== Goal ==
Edit everything from the line containing "task: segment every instance of the sky" down to the line containing "target: sky", replacing "sky" with "clouds" and leaving all else unchanged. Give back only those lines.

== Dataset content ==

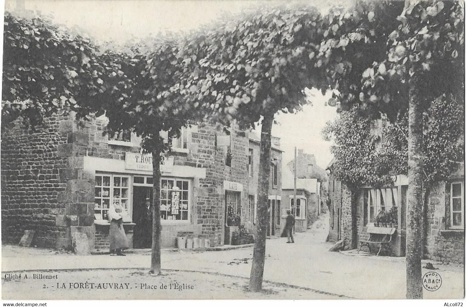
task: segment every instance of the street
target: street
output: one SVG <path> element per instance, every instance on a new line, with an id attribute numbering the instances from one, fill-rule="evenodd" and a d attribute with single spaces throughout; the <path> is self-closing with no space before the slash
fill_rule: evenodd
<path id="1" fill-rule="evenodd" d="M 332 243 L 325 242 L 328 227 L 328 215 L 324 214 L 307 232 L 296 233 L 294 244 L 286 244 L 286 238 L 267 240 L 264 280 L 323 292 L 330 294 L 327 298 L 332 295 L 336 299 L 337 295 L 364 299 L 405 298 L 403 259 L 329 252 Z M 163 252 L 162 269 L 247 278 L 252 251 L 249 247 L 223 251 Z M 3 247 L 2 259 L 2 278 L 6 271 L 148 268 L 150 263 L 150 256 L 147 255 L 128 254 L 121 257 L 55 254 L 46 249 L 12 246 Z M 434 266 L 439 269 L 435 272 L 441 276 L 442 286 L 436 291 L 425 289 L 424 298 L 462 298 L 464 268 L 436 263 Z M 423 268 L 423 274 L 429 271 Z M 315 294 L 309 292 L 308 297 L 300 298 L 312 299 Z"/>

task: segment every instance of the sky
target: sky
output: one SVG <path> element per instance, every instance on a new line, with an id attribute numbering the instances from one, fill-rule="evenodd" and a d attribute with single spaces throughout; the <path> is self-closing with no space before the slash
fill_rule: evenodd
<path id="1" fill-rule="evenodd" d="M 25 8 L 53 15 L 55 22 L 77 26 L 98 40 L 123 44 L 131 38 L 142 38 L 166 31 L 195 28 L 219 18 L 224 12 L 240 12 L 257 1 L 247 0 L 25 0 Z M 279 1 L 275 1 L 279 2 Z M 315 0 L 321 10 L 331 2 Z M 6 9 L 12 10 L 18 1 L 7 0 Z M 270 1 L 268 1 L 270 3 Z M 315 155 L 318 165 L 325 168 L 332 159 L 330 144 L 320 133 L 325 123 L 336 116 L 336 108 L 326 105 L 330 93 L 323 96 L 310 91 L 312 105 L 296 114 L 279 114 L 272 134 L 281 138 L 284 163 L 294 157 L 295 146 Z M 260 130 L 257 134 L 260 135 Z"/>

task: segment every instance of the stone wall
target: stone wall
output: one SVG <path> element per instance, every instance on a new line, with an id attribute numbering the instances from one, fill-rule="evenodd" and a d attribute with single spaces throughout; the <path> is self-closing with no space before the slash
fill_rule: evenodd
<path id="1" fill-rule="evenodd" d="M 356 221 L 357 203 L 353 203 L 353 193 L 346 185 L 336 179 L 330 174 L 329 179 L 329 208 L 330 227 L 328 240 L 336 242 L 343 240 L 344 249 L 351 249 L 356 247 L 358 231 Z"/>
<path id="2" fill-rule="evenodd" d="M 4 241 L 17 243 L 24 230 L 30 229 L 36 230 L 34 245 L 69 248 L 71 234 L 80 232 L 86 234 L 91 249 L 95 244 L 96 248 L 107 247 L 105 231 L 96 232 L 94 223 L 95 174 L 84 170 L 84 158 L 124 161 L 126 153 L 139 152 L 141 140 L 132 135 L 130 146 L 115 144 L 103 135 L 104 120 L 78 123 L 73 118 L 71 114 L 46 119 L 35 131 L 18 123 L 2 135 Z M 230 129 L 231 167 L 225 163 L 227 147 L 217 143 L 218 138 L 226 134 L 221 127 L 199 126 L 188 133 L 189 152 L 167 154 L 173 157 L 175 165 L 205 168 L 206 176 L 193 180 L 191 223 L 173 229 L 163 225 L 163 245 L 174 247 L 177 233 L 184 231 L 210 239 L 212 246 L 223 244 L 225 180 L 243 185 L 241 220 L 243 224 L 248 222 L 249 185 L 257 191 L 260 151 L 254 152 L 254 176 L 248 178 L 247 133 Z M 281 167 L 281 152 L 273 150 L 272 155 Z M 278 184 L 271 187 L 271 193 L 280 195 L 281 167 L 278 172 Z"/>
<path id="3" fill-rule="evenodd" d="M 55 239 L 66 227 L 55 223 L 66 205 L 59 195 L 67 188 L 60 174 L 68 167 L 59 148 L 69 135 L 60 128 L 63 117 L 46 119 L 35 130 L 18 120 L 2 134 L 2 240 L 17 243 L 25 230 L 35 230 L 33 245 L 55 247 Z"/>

== Problem solution ==
task: segment every instance of the clouds
target: clouds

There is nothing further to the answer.